Exercise set ::
1: Transcribe the portion of the article on dopamine receptors in C. elegans that opens with the words containing "Fluorescence imaging of" and closes with "Yale University, USA.".
2: Pick up the article on dopamine receptors in C. elegans at the point where it stops, and continue writing it.

#### Extracted text ####

Fluorescence imaging of a worm carrying integrated transgenes that express green fluorescent protein from the dop-1 promoter and red fluorescent protein from the dop-3 promoter. Image courtesy of D. Chase, Yale University, USA.

In mammals and other animals, dopamine receptors can be split into two groups — D1-like and D2-like. Writing in Nature Neuroscience, Chase et al. describe a genetic analysis of dopamine signalling in the worm Caenorhabiditis elegans that sheds light on the antagonistic properties of these two types of receptor.

There is strong evidence from mammalian studies that signalling through D1- and D2-like dopamine receptors has opposing effects on locomotor behaviour, and that the two types of receptor can signal through different neuronal G proteins. To delve deeper into the mechanisms of dopaminergic signalling, the authors turned to the genetic tools that are available for C. elegans.

In a search of the C. elegans genome, using the known D1-like receptor DOP-1 and D2-like receptor DOP-2 for comparison, the authors identified a new D2-like dopamine receptor, DOP-3. Worms in which the dop-3 gene was deleted showed a reduced 'basal slowing response' — the slowing of locomotion that is normally caused when a worm encounters a bacterial lawn, and which is known to be controlled by dopamine signalling. By contrast, dop-1 or dop-2 mutants showed a normal basal slowing response. dop-3 mutants were also resistant to the paralytic effects of high concentrations of exogenous dopamine, whereas dop-1 or dop-2 mutants showed no such resistance. However, double mutants for both dop-1 and dop-3 showed a near-normal response in both cases, indicating that DOP-1 signalling antagonizes DOP-3.

#### Raw data ####

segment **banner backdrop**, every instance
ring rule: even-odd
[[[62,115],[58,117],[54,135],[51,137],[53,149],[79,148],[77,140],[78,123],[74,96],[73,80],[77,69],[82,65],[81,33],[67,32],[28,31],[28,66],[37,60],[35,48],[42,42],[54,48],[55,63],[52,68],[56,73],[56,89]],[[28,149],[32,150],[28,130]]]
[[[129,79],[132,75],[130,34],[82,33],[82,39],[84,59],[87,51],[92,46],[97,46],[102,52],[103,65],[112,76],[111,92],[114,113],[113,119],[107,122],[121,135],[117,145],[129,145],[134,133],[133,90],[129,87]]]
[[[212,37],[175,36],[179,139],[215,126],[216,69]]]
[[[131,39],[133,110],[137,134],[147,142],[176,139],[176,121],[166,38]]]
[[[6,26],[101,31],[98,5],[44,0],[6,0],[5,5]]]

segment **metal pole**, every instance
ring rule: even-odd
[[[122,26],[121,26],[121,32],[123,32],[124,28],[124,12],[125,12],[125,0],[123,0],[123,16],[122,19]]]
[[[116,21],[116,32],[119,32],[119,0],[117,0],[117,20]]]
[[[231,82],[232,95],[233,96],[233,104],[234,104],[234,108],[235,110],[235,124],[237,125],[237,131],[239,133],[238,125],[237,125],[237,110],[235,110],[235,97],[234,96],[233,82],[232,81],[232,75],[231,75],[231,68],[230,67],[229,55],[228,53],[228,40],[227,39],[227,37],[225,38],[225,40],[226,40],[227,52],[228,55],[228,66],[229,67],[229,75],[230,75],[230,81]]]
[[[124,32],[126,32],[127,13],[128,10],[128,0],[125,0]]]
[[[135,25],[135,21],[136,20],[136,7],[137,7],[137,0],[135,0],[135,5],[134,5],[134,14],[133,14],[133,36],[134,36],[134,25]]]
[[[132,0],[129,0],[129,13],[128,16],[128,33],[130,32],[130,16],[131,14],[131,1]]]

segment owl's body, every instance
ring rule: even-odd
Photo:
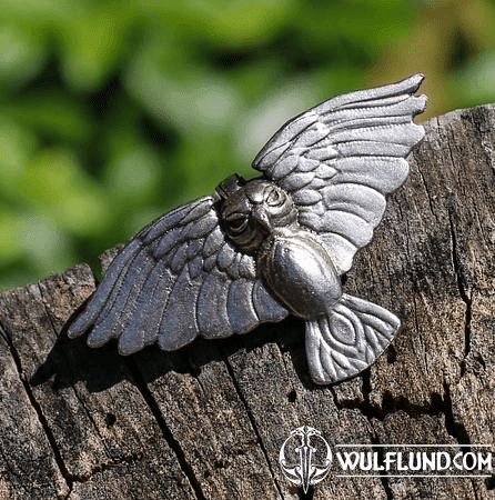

####

Answer section ::
1:
Fluorescence imaging of a worm carrying integrated transgenes that express green fluorescent protein from the dop-1 promoter and red fluorescent protein from the dop-3 promoter. Image courtesy of D. Chase, Yale University, USA.

2:
To investigate the cellular basis for these effects, the authors looked at the expression of the dopamine receptors in C. elegans. Although the expression patterns of DOP-1 and DOP-3 did not initially seem to overlap, closer inspection revealed that the cholinergic motor neurons of the ventral cord expressed dop-1 strongly and dop-3 more weakly. Experiments in which expression of dop-1 or dop-3 was restored specifically in these motor neurons in mutant worms showed that the effects of the two receptors on locomotion were mediated by these neurons, showing that the antagonistic effects of D1-like and D2-like receptors can occur in the same cell.

What signalling pathways are responsible for these effects? In a screen for other dopamine-resistant mutants, Chase et al. found nine mutations in four genes, each of which encodes a neuronal G-protein signalling molecule. These signalling molecules were components of two opposing signalling pathways that have been characterized in C. elegans and that are conserved in mammals. Mutations that either increased signalling through the Gαq pathway or decreased signalling through the Gαo pathway resulted in dopamine resistance. These results and others fit a model in which DOP-3 signals through Gαo to inhibit locomotion, and DOP-1 antagonizes this effect by signalling though Gαq.

Dopamine signalling in worms shows striking parallels with the dopamine system in mammals. In both types of animal, D1- and D2-like receptors are expressed at different levels in the same neurons, and can have opposing effects on behaviour. As in worms, D1 receptors in mammals can activate Gαq signalling, and D2 receptors can activate Gαo signalling, although it has not been previously shown that these pathways mediate their antagonistic effects. Moreover, dopamine in both worms and mammals can act extrasynaptically as a neurohormone. If these parallels hold true for other details of dopamine signalling, results from studies of C. elegans could give important insights into how mammalian dopamine receptors function.